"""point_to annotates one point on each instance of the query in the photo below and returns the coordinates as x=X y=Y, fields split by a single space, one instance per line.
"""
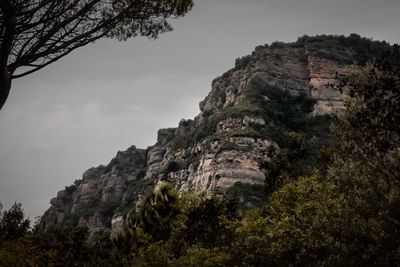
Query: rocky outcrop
x=276 y=90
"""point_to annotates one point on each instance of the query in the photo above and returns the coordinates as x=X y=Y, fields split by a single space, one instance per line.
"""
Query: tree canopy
x=36 y=33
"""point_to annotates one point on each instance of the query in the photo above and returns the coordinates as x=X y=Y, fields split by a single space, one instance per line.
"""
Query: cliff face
x=251 y=110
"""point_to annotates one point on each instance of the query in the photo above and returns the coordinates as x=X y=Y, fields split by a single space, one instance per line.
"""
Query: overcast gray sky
x=80 y=111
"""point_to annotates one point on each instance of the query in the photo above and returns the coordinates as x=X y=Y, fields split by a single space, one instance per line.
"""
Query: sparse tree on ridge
x=36 y=33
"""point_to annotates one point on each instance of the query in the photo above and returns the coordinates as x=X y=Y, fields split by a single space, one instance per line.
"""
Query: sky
x=78 y=112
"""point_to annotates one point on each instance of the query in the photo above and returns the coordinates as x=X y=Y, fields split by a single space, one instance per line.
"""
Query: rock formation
x=249 y=111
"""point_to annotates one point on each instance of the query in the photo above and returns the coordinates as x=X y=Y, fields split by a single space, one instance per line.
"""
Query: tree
x=13 y=223
x=36 y=33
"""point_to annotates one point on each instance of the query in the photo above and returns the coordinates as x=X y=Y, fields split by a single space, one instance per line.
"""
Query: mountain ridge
x=254 y=111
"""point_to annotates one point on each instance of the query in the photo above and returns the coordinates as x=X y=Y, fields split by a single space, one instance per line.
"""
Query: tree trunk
x=5 y=85
x=8 y=34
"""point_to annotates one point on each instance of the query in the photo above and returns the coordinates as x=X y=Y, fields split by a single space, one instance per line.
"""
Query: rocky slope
x=252 y=111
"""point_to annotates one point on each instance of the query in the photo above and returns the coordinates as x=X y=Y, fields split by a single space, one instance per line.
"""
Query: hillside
x=281 y=95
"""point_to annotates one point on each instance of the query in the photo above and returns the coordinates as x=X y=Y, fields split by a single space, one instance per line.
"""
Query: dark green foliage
x=365 y=49
x=13 y=225
x=243 y=62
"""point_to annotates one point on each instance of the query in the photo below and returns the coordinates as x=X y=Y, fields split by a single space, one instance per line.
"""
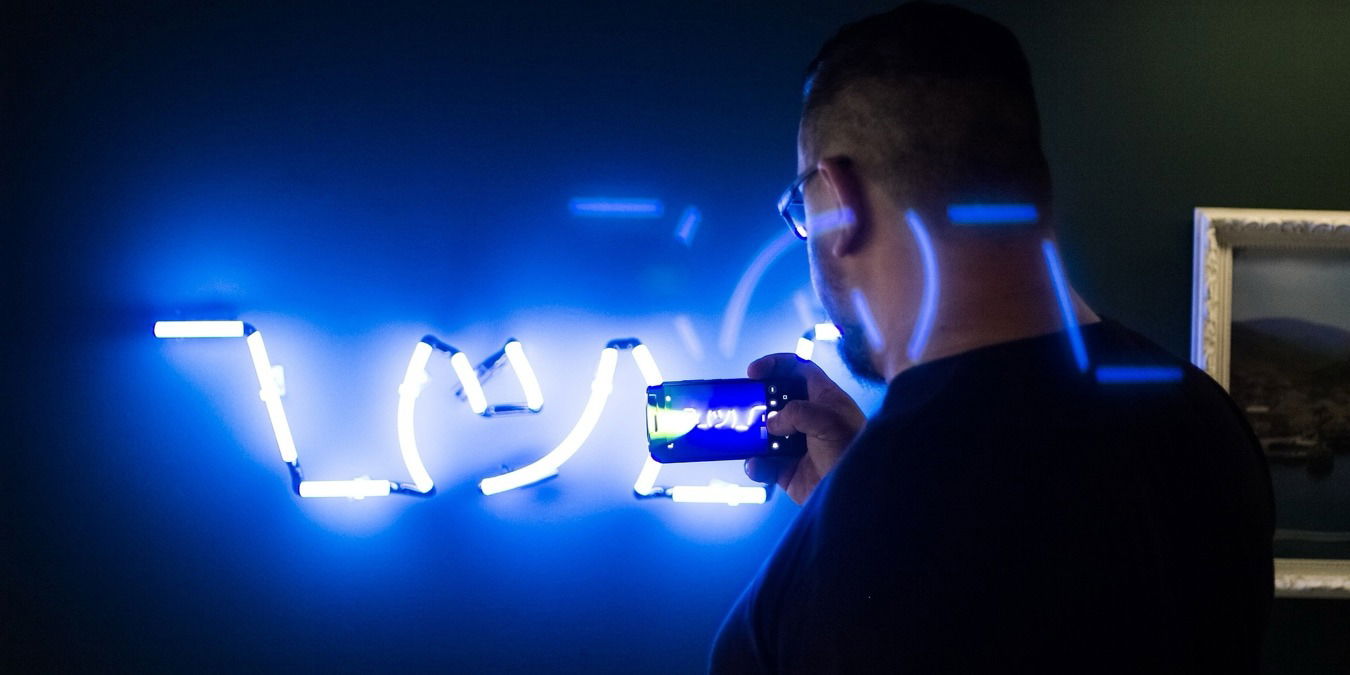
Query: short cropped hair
x=936 y=103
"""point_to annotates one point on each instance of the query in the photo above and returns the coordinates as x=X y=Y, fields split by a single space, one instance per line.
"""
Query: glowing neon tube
x=645 y=483
x=1061 y=293
x=548 y=465
x=199 y=328
x=270 y=394
x=805 y=348
x=525 y=374
x=469 y=380
x=647 y=365
x=728 y=494
x=355 y=489
x=415 y=378
x=602 y=207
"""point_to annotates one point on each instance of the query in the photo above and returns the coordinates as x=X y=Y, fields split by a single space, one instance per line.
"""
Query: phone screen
x=704 y=420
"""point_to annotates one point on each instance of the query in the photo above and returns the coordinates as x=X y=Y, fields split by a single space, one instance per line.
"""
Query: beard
x=856 y=354
x=853 y=346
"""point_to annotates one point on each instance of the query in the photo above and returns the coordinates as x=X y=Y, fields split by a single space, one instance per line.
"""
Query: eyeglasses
x=791 y=205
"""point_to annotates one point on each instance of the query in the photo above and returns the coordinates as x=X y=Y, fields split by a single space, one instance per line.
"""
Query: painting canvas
x=1289 y=371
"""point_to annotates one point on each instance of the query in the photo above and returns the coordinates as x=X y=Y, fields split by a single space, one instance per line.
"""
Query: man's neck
x=978 y=312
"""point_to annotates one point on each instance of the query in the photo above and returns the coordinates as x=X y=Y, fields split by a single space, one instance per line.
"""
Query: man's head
x=906 y=114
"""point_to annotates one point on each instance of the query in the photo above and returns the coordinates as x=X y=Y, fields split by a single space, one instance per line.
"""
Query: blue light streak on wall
x=612 y=207
x=687 y=226
x=992 y=213
x=928 y=305
x=1061 y=293
x=1137 y=374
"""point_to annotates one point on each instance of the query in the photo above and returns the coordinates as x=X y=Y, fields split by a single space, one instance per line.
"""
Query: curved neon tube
x=469 y=380
x=415 y=378
x=270 y=394
x=728 y=494
x=645 y=483
x=805 y=348
x=735 y=313
x=547 y=465
x=525 y=374
x=928 y=307
x=647 y=365
x=199 y=328
x=355 y=489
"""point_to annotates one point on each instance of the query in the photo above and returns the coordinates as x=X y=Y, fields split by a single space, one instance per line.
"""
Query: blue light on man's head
x=1061 y=293
x=928 y=305
x=992 y=213
x=1137 y=374
x=609 y=207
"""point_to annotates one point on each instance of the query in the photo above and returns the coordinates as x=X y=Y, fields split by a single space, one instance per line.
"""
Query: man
x=1042 y=489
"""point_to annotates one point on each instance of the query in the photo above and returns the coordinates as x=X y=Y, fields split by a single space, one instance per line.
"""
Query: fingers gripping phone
x=706 y=420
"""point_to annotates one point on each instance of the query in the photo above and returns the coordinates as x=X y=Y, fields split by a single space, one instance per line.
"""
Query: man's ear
x=852 y=219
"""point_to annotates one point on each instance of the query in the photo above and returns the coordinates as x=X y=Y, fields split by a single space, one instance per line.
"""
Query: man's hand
x=828 y=417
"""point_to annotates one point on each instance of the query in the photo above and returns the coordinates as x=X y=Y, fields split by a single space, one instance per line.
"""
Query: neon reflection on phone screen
x=726 y=417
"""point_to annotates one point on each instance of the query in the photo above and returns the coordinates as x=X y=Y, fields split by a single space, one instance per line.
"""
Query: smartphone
x=706 y=420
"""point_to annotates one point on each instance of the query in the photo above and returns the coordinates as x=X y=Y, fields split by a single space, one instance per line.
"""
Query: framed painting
x=1271 y=321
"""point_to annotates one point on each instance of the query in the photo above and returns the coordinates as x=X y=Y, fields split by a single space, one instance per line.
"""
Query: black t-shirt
x=1006 y=512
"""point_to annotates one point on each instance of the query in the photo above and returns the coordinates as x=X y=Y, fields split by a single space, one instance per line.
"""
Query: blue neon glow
x=992 y=213
x=687 y=226
x=928 y=307
x=1061 y=293
x=1137 y=374
x=864 y=316
x=606 y=207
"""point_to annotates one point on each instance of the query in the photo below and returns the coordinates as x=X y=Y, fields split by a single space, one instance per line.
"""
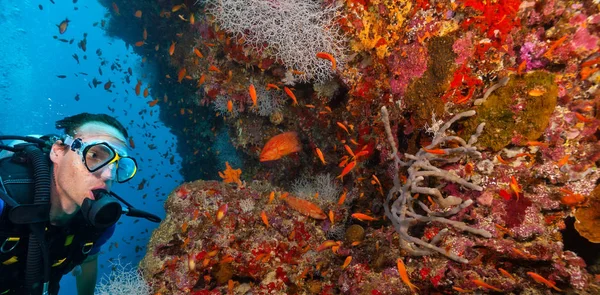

※ ※ ※

### STATED EXERCISE
Collect every line of the material above that contains the string "rocky", treating uppercase and lowercase letters as distinct.

### THE COMPLETED TASK
Query: rocky outcrop
Query: rocky slope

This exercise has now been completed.